(Collected data entries)
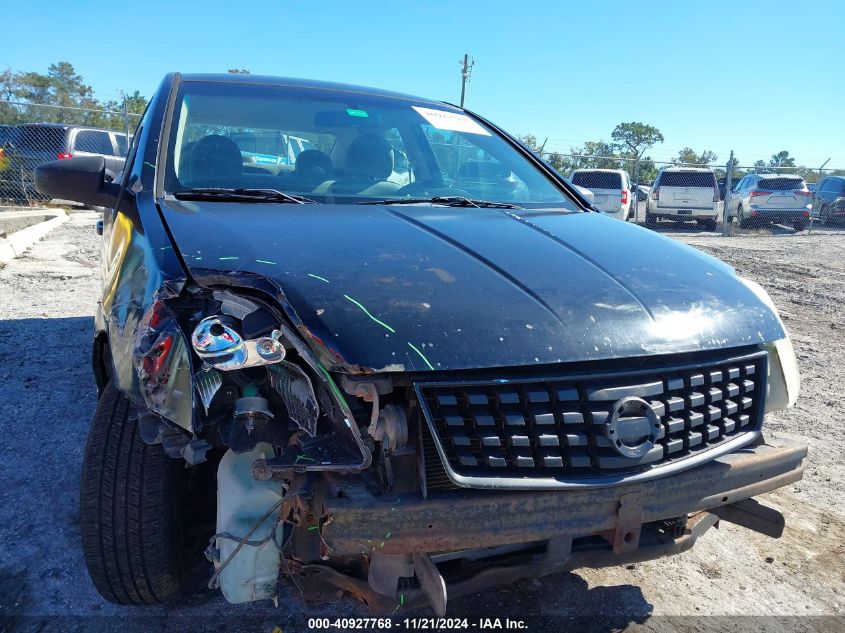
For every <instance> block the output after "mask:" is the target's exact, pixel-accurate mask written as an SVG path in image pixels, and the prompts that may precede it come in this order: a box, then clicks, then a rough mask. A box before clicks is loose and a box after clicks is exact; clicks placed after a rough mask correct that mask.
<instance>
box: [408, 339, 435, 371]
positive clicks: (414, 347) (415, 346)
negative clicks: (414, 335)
mask: <svg viewBox="0 0 845 633" xmlns="http://www.w3.org/2000/svg"><path fill="white" fill-rule="evenodd" d="M408 347H410V348H411V349H412V350H414V351H415V352H416V353H417V354H419V355H420V358H422V359H423V361H425V364H426V365H428V368H429V369H434V366H433V365H432V364H431V363H429V362H428V359H427V358H426V357H425V354H423V353H422V352H421V351H420V350H418V349H417V348H416V346H415V345H414V344H413V343H408Z"/></svg>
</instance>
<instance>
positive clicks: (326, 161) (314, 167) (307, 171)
mask: <svg viewBox="0 0 845 633" xmlns="http://www.w3.org/2000/svg"><path fill="white" fill-rule="evenodd" d="M333 175H334V165H333V164H332V159H331V158H329V155H328V154H326V153H325V152H321V151H320V150H318V149H306V150H303V151H302V152H300V153H299V156H297V157H296V163H295V164H294V167H293V178H294V181H295V182H296V184H298V185H300V186H301V187H302V188H305V189H307V188H313V187H316V186H317V185H319V184H320V183H323V182H325V181H326V180H329V179H330V178H332V176H333Z"/></svg>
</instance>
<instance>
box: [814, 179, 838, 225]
mask: <svg viewBox="0 0 845 633" xmlns="http://www.w3.org/2000/svg"><path fill="white" fill-rule="evenodd" d="M813 209H814V210H815V212H816V214H817V215H818V218H819V221H820V222H821V223H822V224H832V223H833V222H835V221H836V220H841V219H843V218H845V176H827V177H825V178H824V180H822V181H821V182H819V184H818V187H817V188H816V191H815V193H814V194H813Z"/></svg>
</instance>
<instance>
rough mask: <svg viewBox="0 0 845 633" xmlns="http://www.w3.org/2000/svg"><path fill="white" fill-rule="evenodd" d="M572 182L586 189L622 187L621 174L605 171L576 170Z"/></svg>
mask: <svg viewBox="0 0 845 633" xmlns="http://www.w3.org/2000/svg"><path fill="white" fill-rule="evenodd" d="M572 184H574V185H578V186H579V187H585V188H586V189H622V176H621V175H620V174H614V173H610V172H606V171H576V172H575V173H574V174H572Z"/></svg>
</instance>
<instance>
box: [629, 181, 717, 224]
mask: <svg viewBox="0 0 845 633" xmlns="http://www.w3.org/2000/svg"><path fill="white" fill-rule="evenodd" d="M719 198H720V196H719V185H718V184H717V182H716V174H715V173H713V170H712V169H707V168H700V167H666V168H664V169H661V170H660V173H659V174H658V175H657V180H655V181H654V187H652V189H651V194H650V195H649V197H648V203H647V205H646V214H645V221H646V224H648V225H654V224H655V223H656V222H657V220H658V219H659V218H671V219H673V220H696V221H697V222H698V224H699V225H701V226H702V228H705V229H710V230H713V229H715V228H716V223H717V222H718V220H719Z"/></svg>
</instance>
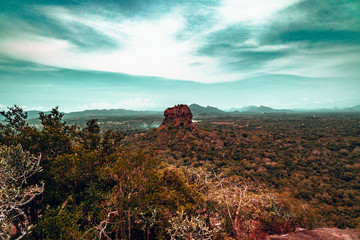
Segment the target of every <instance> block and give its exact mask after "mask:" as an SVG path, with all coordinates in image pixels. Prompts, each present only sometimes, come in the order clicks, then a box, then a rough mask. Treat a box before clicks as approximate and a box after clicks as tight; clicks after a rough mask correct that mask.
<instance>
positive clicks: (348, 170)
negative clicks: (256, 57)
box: [0, 106, 360, 239]
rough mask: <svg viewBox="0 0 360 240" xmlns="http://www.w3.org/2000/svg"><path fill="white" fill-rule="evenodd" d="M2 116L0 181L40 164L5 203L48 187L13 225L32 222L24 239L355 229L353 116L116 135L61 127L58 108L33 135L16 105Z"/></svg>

■ Action item
Print all of the entries above word for word, omitting the pictures.

■ Solution to this task
For every <instance> block the output after "mask:" is the target's exact, pixel-accurate mask written as an SVG path in image pixels, and the prompts that may precede it come in this order: a box, then clicks, then a rough mask. A box before clicks is loose and a box after clicks is exact; clicks placed after a rough mask correct that mask.
<instance>
box: [408, 339, 435, 371]
positive clicks: (414, 347) (415, 346)
negative clicks: (414, 335)
mask: <svg viewBox="0 0 845 633" xmlns="http://www.w3.org/2000/svg"><path fill="white" fill-rule="evenodd" d="M408 347H410V348H411V349H412V350H414V351H415V352H416V353H417V354H419V355H420V358H422V359H423V361H425V364H426V365H428V368H429V369H434V366H433V365H432V364H431V363H429V362H428V359H427V358H426V357H425V354H423V353H422V352H421V351H420V350H418V349H417V348H416V346H415V345H414V344H413V343H408Z"/></svg>
</instance>
<instance>
positive clicks: (326, 161) (314, 167) (307, 171)
mask: <svg viewBox="0 0 845 633" xmlns="http://www.w3.org/2000/svg"><path fill="white" fill-rule="evenodd" d="M333 175H334V165H333V164H332V159H331V158H329V155H328V154H326V153H325V152H321V151H320V150H318V149H306V150H303V151H302V152H300V153H299V156H297V157H296V163H295V164H294V167H293V178H294V181H295V182H296V184H298V185H300V186H301V187H302V188H305V189H307V188H313V187H316V186H317V185H319V184H320V183H323V182H325V181H326V180H329V179H330V178H332V176H333Z"/></svg>
</instance>
<instance>
box: [814, 179, 838, 225]
mask: <svg viewBox="0 0 845 633" xmlns="http://www.w3.org/2000/svg"><path fill="white" fill-rule="evenodd" d="M813 209H814V210H815V212H816V214H817V215H818V218H819V221H820V222H821V223H822V224H832V223H833V222H835V221H836V220H841V219H843V218H845V176H827V177H825V178H824V180H822V181H821V182H819V184H818V187H817V188H816V191H815V193H814V194H813Z"/></svg>
</instance>
<instance>
rough mask: <svg viewBox="0 0 845 633" xmlns="http://www.w3.org/2000/svg"><path fill="white" fill-rule="evenodd" d="M572 182L586 189L622 187L621 174L605 171L576 170Z"/></svg>
mask: <svg viewBox="0 0 845 633" xmlns="http://www.w3.org/2000/svg"><path fill="white" fill-rule="evenodd" d="M572 184H574V185H578V186H579V187H585V188H586V189H622V176H621V175H620V174H614V173H610V172H606V171H576V172H575V173H574V174H572Z"/></svg>
</instance>
<instance>
box: [629, 181, 717, 224]
mask: <svg viewBox="0 0 845 633" xmlns="http://www.w3.org/2000/svg"><path fill="white" fill-rule="evenodd" d="M719 198H720V196H719V185H718V184H717V182H716V174H715V173H713V170H712V169H707V168H700V167H666V168H664V169H661V170H660V173H659V174H658V175H657V180H655V181H654V187H652V189H651V194H650V195H649V197H648V203H647V205H646V214H645V221H646V224H648V225H654V224H655V223H656V222H657V220H658V219H659V218H671V219H673V220H696V221H697V222H698V224H699V225H701V226H702V228H705V229H710V230H713V229H715V228H716V223H717V222H718V220H719Z"/></svg>
</instance>
Segment the target of every <instance> block and give its exact mask after "mask:" as an SVG path, with all coordinates in image pixels. Prompts, each present only sometimes, come in the order clicks, then a box, then a rough mask. Treat a box before clicks as approximate and a box after clicks as tight; clicks after a rough mask correct that mask.
<instance>
positive clicks: (348, 170)
negative clicks: (256, 57)
box: [0, 106, 360, 239]
rough mask: <svg viewBox="0 0 360 240" xmlns="http://www.w3.org/2000/svg"><path fill="white" fill-rule="evenodd" d="M2 116L0 181L40 164L5 203L48 187L13 225L32 222L24 239L355 229L353 116L116 135L61 127L58 108L33 135L16 105Z"/></svg>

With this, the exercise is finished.